## Required action
Report the tally of lines in the material below that have the string "clapping", with no other output.

━━━━━ Entries shown

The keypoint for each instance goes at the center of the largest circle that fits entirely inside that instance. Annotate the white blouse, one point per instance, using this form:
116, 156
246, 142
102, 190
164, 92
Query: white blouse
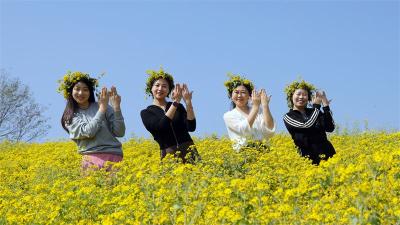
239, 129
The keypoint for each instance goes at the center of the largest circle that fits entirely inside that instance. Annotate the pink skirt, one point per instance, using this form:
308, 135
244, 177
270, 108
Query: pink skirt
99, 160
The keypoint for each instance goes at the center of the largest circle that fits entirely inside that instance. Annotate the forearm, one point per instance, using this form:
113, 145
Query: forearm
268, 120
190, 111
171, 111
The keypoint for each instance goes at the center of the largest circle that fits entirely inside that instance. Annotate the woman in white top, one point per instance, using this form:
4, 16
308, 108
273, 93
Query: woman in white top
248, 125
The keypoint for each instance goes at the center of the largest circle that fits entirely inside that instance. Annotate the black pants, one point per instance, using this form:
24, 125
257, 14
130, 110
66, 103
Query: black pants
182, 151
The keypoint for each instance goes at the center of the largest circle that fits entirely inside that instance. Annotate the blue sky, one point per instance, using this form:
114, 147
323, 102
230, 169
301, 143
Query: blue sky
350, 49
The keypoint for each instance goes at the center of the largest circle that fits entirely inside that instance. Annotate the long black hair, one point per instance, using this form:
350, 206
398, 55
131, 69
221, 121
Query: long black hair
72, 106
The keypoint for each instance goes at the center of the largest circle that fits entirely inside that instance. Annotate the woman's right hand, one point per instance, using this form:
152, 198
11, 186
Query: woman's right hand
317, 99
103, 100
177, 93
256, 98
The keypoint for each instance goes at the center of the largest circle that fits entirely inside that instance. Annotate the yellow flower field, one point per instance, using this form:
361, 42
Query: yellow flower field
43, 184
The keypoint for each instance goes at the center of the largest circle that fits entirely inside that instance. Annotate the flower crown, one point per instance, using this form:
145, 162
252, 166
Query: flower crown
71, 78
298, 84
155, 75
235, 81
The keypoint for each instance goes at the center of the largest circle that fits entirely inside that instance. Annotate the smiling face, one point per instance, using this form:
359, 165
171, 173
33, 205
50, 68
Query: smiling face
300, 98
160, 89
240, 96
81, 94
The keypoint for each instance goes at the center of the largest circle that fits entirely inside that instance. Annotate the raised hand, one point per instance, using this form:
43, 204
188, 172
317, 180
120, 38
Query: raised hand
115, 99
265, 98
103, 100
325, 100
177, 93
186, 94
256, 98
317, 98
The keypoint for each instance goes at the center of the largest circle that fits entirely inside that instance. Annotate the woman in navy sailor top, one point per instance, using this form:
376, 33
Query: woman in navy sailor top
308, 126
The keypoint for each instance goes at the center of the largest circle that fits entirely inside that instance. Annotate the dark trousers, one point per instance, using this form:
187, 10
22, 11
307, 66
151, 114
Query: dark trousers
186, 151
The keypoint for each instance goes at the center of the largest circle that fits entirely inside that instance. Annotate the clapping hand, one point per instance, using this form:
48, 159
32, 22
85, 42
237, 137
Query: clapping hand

━━━━━━━━━━
━━━━━ Entries shown

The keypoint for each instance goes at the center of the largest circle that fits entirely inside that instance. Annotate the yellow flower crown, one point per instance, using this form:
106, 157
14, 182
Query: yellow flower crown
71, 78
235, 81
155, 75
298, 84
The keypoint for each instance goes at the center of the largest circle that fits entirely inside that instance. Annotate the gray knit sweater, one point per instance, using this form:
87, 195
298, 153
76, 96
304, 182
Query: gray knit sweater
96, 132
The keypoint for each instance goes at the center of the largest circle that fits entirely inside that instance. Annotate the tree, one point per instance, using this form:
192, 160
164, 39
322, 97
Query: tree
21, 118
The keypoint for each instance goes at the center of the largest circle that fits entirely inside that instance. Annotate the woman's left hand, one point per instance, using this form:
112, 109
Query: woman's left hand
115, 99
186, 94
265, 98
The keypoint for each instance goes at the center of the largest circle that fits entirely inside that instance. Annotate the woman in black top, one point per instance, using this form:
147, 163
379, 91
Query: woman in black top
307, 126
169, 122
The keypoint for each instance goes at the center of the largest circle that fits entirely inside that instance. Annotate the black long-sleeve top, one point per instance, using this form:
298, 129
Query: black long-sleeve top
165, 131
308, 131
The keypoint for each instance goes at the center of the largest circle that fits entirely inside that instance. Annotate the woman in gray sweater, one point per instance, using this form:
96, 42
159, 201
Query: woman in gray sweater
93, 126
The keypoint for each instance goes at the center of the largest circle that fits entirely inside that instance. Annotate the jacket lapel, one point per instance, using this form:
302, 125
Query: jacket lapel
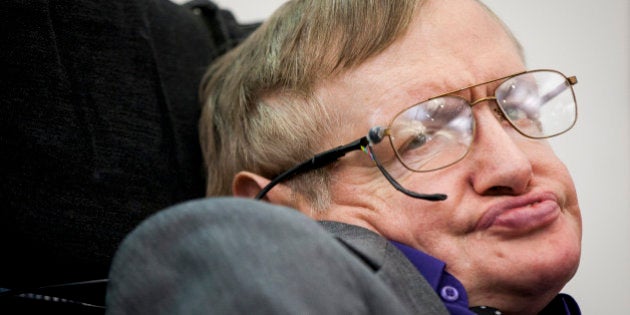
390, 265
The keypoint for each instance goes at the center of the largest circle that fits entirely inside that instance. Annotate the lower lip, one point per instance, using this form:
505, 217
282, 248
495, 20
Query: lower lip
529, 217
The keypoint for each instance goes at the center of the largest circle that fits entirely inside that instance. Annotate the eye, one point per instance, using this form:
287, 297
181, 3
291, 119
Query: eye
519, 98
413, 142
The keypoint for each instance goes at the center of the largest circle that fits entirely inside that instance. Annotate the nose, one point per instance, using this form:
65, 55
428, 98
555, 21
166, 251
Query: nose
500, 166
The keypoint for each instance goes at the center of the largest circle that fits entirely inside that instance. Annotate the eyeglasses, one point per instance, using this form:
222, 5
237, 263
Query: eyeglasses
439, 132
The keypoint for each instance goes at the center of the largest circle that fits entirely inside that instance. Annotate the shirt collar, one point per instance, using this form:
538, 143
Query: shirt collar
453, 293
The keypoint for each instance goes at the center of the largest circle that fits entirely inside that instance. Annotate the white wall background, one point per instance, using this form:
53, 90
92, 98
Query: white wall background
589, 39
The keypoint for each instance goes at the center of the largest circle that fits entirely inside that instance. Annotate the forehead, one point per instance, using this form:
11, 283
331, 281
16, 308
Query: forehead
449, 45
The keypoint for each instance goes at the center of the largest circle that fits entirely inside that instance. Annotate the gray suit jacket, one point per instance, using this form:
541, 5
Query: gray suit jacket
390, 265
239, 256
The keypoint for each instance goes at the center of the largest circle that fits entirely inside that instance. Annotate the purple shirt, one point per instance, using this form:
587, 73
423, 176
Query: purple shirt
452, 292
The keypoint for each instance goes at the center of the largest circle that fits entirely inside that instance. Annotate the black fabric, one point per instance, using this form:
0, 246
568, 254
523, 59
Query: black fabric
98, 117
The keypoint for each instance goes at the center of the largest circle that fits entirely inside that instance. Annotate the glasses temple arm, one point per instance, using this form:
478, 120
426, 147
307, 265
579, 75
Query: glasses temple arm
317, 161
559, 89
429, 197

━━━━━━━━━━

## Solved problem
2